*Items from a dataset:*
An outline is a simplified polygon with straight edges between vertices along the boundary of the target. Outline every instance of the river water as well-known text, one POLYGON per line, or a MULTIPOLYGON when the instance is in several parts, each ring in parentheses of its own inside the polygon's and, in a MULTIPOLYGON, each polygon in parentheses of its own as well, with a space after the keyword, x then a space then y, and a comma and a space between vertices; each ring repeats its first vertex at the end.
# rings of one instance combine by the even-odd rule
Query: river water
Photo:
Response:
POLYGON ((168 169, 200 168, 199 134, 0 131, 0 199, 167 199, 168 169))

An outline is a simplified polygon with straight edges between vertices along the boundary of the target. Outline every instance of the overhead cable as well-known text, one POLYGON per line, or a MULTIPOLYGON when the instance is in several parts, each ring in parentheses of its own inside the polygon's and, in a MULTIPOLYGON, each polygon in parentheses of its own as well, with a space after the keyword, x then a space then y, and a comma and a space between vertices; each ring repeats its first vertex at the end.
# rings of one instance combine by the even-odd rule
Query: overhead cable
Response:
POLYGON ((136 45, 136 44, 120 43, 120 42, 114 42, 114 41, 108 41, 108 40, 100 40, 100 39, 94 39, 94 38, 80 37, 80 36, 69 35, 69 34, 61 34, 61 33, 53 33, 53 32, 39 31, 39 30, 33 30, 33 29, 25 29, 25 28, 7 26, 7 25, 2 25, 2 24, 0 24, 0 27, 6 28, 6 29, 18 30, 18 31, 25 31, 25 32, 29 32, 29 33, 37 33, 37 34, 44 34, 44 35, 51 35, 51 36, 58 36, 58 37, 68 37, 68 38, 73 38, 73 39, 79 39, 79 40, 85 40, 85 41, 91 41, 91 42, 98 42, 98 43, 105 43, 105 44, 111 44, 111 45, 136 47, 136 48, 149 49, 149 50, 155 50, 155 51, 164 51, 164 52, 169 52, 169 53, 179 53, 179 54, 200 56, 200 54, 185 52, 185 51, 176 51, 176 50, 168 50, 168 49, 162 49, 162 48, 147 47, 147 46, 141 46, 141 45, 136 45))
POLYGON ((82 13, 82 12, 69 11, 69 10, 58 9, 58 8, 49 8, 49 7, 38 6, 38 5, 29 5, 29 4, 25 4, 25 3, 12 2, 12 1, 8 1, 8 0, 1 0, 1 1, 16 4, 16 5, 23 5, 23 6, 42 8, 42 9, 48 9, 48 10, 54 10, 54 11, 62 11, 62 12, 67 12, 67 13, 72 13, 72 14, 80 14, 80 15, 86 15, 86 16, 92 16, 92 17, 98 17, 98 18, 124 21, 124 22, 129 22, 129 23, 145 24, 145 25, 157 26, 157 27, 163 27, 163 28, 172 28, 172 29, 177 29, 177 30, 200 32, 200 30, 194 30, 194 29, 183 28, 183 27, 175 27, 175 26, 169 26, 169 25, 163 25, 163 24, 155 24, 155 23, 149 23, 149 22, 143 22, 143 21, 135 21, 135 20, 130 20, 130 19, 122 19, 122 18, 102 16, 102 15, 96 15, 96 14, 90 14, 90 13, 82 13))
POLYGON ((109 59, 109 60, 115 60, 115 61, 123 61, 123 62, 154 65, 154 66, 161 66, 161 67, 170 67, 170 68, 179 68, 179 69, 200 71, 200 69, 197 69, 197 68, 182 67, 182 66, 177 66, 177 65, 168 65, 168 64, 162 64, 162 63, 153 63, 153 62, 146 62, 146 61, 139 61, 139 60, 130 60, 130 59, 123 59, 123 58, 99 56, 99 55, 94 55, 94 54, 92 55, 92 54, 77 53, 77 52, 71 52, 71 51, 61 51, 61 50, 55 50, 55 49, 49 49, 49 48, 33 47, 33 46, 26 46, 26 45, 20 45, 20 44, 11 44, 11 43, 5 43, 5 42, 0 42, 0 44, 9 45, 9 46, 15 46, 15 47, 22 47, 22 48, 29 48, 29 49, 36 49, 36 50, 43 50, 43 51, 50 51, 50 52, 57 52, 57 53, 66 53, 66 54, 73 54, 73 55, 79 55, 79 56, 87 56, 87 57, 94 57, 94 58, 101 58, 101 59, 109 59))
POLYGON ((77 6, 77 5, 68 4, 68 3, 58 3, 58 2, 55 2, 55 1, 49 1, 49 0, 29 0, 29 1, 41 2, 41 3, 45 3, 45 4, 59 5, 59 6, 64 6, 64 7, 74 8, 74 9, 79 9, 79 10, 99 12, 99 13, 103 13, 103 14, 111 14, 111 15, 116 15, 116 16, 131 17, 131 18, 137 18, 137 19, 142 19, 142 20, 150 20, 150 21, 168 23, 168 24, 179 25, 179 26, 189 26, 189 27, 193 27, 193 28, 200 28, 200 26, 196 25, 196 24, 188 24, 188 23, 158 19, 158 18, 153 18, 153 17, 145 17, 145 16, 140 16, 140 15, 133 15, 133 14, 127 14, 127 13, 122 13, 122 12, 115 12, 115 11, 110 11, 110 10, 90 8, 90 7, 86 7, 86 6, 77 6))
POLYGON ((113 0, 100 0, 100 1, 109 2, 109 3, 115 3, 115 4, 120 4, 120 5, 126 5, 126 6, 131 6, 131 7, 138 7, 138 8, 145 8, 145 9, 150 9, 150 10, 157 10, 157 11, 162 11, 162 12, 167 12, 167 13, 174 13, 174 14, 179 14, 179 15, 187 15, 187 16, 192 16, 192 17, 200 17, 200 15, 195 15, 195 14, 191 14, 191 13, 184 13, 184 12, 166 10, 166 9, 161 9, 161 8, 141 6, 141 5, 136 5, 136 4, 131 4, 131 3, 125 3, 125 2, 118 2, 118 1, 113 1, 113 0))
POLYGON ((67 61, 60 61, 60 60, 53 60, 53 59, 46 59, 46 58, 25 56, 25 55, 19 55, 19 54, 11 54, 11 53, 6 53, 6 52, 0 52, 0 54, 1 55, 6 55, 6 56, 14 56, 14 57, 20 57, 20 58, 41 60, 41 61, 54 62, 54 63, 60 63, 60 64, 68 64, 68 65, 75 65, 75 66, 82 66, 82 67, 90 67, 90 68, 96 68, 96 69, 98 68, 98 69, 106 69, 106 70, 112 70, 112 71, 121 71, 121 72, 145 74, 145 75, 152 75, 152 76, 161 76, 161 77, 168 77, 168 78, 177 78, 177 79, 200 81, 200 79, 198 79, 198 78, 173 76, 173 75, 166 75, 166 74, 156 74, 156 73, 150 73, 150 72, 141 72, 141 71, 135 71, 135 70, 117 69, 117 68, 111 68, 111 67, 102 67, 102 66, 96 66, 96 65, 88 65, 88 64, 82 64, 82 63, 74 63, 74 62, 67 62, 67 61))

*THE PROBLEM:* In this exercise, the data above is to be printed exactly.

*ANSWER FOR THIS EXERCISE:*
An outline is a simplified polygon with straight edges between vertices along the boundary of the target. Outline every instance of the river water as well-known text, one POLYGON per line, or a MULTIPOLYGON when the instance is in several parts, each ring in parentheses of its own inside the polygon's and, in a MULTIPOLYGON, each polygon in parentheses of its own as well, with a space after the keyword, x then a space then y, and a comma and a space between vertices; each ring repeats its first vertex at the end.
# rings of one instance combine by the even-odd rule
Query: river water
Photo:
Response:
POLYGON ((168 169, 200 168, 199 134, 0 131, 0 199, 167 199, 168 169))

An outline is a simplified polygon with straight edges between vertices along the boundary of the target. Outline every instance of the overhead cable as well-known text, one POLYGON per line, or a MULTIPOLYGON when the instance is in several parts, each ring in parentheses of its own inside the polygon's and, in a MULTIPOLYGON, each polygon in parentheses of its own as well, with a space after the keyword, x then a space then y, and a comma and a space between vertices; each ring repeats its first vertex at the end.
# rings of one instance combine by the even-odd rule
Query: overhead cable
Response:
POLYGON ((136 45, 136 44, 120 43, 120 42, 114 42, 114 41, 108 41, 108 40, 100 40, 100 39, 94 39, 94 38, 80 37, 80 36, 69 35, 69 34, 61 34, 61 33, 53 33, 53 32, 39 31, 39 30, 33 30, 33 29, 25 29, 25 28, 7 26, 7 25, 2 25, 2 24, 0 24, 0 27, 6 28, 6 29, 18 30, 18 31, 25 31, 25 32, 29 32, 29 33, 37 33, 37 34, 44 34, 44 35, 51 35, 51 36, 58 36, 58 37, 68 37, 68 38, 73 38, 73 39, 79 39, 79 40, 85 40, 85 41, 91 41, 91 42, 98 42, 98 43, 105 43, 105 44, 111 44, 111 45, 136 47, 136 48, 149 49, 149 50, 155 50, 155 51, 164 51, 164 52, 169 52, 169 53, 179 53, 179 54, 200 56, 200 54, 185 52, 185 51, 176 51, 176 50, 168 50, 168 49, 162 49, 162 48, 147 47, 147 46, 141 46, 141 45, 136 45))
POLYGON ((82 13, 82 12, 69 11, 69 10, 58 9, 58 8, 49 8, 49 7, 38 6, 38 5, 29 5, 29 4, 25 4, 25 3, 12 2, 12 1, 8 1, 8 0, 1 0, 1 1, 16 4, 16 5, 23 5, 23 6, 42 8, 42 9, 48 9, 48 10, 54 10, 54 11, 62 11, 62 12, 67 12, 67 13, 72 13, 72 14, 80 14, 80 15, 86 15, 86 16, 92 16, 92 17, 98 17, 98 18, 124 21, 124 22, 129 22, 129 23, 145 24, 145 25, 157 26, 157 27, 163 27, 163 28, 172 28, 172 29, 177 29, 177 30, 200 32, 200 30, 194 30, 194 29, 183 28, 183 27, 175 27, 175 26, 169 26, 169 25, 163 25, 163 24, 155 24, 155 23, 149 23, 149 22, 143 22, 143 21, 135 21, 135 20, 130 20, 130 19, 122 19, 122 18, 102 16, 102 15, 96 15, 96 14, 90 14, 90 13, 82 13))
POLYGON ((109 59, 109 60, 115 60, 115 61, 123 61, 123 62, 154 65, 154 66, 161 66, 161 67, 170 67, 170 68, 179 68, 179 69, 200 71, 200 69, 197 69, 197 68, 182 67, 182 66, 177 66, 177 65, 168 65, 168 64, 162 64, 162 63, 153 63, 153 62, 146 62, 146 61, 139 61, 139 60, 130 60, 130 59, 123 59, 123 58, 99 56, 99 55, 94 55, 94 54, 92 55, 92 54, 77 53, 77 52, 71 52, 71 51, 61 51, 61 50, 55 50, 55 49, 49 49, 49 48, 33 47, 33 46, 26 46, 26 45, 20 45, 20 44, 11 44, 11 43, 5 43, 5 42, 0 42, 0 44, 9 45, 9 46, 15 46, 15 47, 22 47, 22 48, 29 48, 29 49, 36 49, 36 50, 43 50, 43 51, 50 51, 50 52, 57 52, 57 53, 66 53, 66 54, 73 54, 73 55, 79 55, 79 56, 87 56, 87 57, 94 57, 94 58, 101 58, 101 59, 109 59))
POLYGON ((77 6, 77 5, 68 4, 68 3, 58 3, 58 2, 55 2, 55 1, 49 1, 49 0, 29 0, 29 1, 41 2, 41 3, 45 3, 45 4, 59 5, 59 6, 64 6, 64 7, 74 8, 74 9, 79 9, 79 10, 99 12, 99 13, 103 13, 103 14, 111 14, 111 15, 116 15, 116 16, 131 17, 131 18, 137 18, 137 19, 142 19, 142 20, 150 20, 150 21, 168 23, 168 24, 179 25, 179 26, 189 26, 189 27, 193 27, 193 28, 200 28, 200 26, 196 25, 196 24, 188 24, 188 23, 158 19, 158 18, 153 18, 153 17, 145 17, 145 16, 140 16, 140 15, 133 15, 133 14, 127 14, 127 13, 122 13, 122 12, 115 12, 115 11, 110 11, 110 10, 90 8, 90 7, 86 7, 86 6, 77 6))
POLYGON ((113 0, 100 0, 100 1, 109 2, 109 3, 115 3, 115 4, 120 4, 120 5, 126 5, 126 6, 131 6, 131 7, 138 7, 138 8, 145 8, 145 9, 150 9, 150 10, 157 10, 157 11, 162 11, 162 12, 167 12, 167 13, 174 13, 174 14, 179 14, 179 15, 187 15, 187 16, 192 16, 192 17, 200 17, 200 15, 195 15, 195 14, 191 14, 191 13, 184 13, 184 12, 166 10, 166 9, 161 9, 161 8, 141 6, 141 5, 136 5, 136 4, 131 4, 131 3, 125 3, 125 2, 118 2, 118 1, 113 1, 113 0))
POLYGON ((67 61, 60 61, 60 60, 53 60, 53 59, 46 59, 46 58, 25 56, 25 55, 19 55, 19 54, 11 54, 11 53, 6 53, 6 52, 0 52, 0 54, 1 55, 6 55, 6 56, 14 56, 14 57, 20 57, 20 58, 41 60, 41 61, 54 62, 54 63, 60 63, 60 64, 68 64, 68 65, 75 65, 75 66, 82 66, 82 67, 90 67, 90 68, 96 68, 96 69, 98 68, 98 69, 106 69, 106 70, 112 70, 112 71, 121 71, 121 72, 145 74, 145 75, 152 75, 152 76, 161 76, 161 77, 168 77, 168 78, 177 78, 177 79, 200 81, 200 79, 198 79, 198 78, 173 76, 173 75, 166 75, 166 74, 156 74, 156 73, 150 73, 150 72, 141 72, 141 71, 135 71, 135 70, 117 69, 117 68, 111 68, 111 67, 102 67, 102 66, 96 66, 96 65, 88 65, 88 64, 82 64, 82 63, 74 63, 74 62, 67 62, 67 61))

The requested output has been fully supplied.